**Trecho de origem:**
┄┄┄┄┄┄┄┄┄┄┄┄┄┄┄┄┄┄┄┄

Depois de estudar alguns preparatorios no collegio dos jesuitas, seguindo para Portugal, fez o curso de direito na universidade de Coimbra, onde recebeu o grau de doutor; e obtendo logo por intervenção de seu irmão, que gozava então de alto valimento na côrte portugueza, fazer parte da apparatosa embaixada que, depois da guerra da Hespanha e das convenções de 1712 a 1714, foi á França, ahi recebeu tambem o grau de doutor em direito civil, romano e ecclesiastico na universidade de Paris, e deu-se aos estudos da diplomacia.

De volta a Portugal em 1720, foi admittido na secretaria dos negocios do reino e no anno seguinte foi á Roma, como adjunto á missão especial de que fora encarregado o dito seu irmão, a quem elle substituiu com louvavel tino, alcançando para o rei de Portugal o titulo de fidelissimo, para o arcebispo de Lisboa o titulo de patriarcha, e sendo nomeado pelo papa, que era Benedicto VIII, principe romano, titulo que não aceitou por não querer perder sua nacionalidade. Depois disto foi Alexandre de Gusmão nomeado escrivão da puridade ou secretario particular do rei dom João V, e ministro dos negocios ultramarinos, cargo em que prestou serviços valiosissimos ao Brazil, como os da creação dos bispados de Minas-Geraes, S. Paulo e Pará, e a Portugal serviços não menos valiosos até a data do fallecimento deste soberano, em 1750.

┄┄┄┄┄┄┄┄┄┄┄┄┄┄┄┄┄┄┄┄

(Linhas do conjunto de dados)

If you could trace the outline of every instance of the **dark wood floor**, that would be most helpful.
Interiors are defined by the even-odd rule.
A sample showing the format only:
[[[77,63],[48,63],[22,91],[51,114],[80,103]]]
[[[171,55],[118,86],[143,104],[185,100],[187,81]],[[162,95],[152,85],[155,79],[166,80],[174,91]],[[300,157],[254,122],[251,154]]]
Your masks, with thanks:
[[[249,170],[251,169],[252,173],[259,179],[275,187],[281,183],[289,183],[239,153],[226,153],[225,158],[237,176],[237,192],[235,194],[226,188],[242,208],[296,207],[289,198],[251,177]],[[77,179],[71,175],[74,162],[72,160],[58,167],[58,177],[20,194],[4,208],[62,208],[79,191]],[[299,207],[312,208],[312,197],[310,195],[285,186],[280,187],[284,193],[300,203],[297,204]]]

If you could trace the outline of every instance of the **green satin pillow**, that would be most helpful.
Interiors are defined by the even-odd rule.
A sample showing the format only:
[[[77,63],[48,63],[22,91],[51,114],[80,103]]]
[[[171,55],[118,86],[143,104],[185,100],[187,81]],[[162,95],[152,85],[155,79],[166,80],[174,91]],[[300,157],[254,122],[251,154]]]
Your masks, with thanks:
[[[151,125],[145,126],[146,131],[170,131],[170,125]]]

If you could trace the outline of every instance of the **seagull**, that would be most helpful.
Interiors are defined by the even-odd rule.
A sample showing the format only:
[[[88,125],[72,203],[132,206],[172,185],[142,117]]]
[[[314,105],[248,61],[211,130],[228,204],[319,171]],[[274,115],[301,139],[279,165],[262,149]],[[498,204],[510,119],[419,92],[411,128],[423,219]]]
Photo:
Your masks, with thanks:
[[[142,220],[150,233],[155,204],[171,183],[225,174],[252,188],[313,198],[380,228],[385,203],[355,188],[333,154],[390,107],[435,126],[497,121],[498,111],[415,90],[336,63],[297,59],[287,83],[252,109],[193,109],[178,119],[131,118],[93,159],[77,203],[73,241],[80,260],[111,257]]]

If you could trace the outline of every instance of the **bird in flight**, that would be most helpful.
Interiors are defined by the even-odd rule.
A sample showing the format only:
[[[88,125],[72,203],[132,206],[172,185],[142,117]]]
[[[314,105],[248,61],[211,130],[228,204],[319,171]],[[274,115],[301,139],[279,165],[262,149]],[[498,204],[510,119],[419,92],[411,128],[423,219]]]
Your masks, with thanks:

┄┄┄┄┄┄┄┄┄┄┄┄┄┄┄┄┄┄┄┄

**Exercícios propostos:**
a: Responda a estas perguntas com base no trecho sobre Alexandre de Gusmão:
(i) Em que universidade ele fez o curso de direito?
(ii) Em que ano ele voltou a Portugal?
(iii) Que bispados foram criados no Brasil por sua atuação como ministro dos negócios ultramarinos?
b: Segundo o trecho sobre Alexandre de Gusmão, por que ele recusou o título de príncipe romano? Responda em uma a três frases.
c: Continue o trecho sobre Alexandre de Gusmão a partir da última frase apresentada.

**Respostas:**
a:
(i) Na universidade de Coimbra.
(ii) Em 1720.
(iii) Os bispados de Minas-Geraes, S. Paulo e Pará.

b: Ele recusou o título de príncipe romano, concedido pelo papa, porque não queria perder sua nacionalidade.

c:
Foi elle quem neste anno effectuou o famoso tratado de 13 de janeiro entre Portugal e a Hespanha, pelo qual se fixaram os pontos capitães da linha divisória entre as possessões dos dous Estados na America meridional, tratado que foi modificado em 1761 com desvantagens para Portugal, mas pelo qual — depois da morte de dom João V, porque não tinha as graças do successor deste — lhe imaginaram certas accusações e quando entretanto o proprio embaixador que concluira o tratado com geral aprasimento, em seu nome e no de sua familia, fizera a Gusmão offerta de um annel, que lhe fôra doado como brinde da honrosa negociação, offerta que elle recusou com toda dignidade e energia.

Foram tres annos de amarguras os tres annos que viveu Alexandre de Gusmão, depois da morte de dom João V, não tanto por se sentir ferido pela ingratidão de dom José, e da côrte portugueza, como por ver perecerem seus dous filhos nas chammas de um incendio que lhe devorara sua caza e seus bens em 1751. Era fidalgo da caza real, do conselho de sua magestade o rei de Portugal e do Brazil, cavalleiro da ordem de Christo, membro do conselho ultramarino, um dos cincoenta membros da academia real de historia portugueza, e de diversas associações litterarias.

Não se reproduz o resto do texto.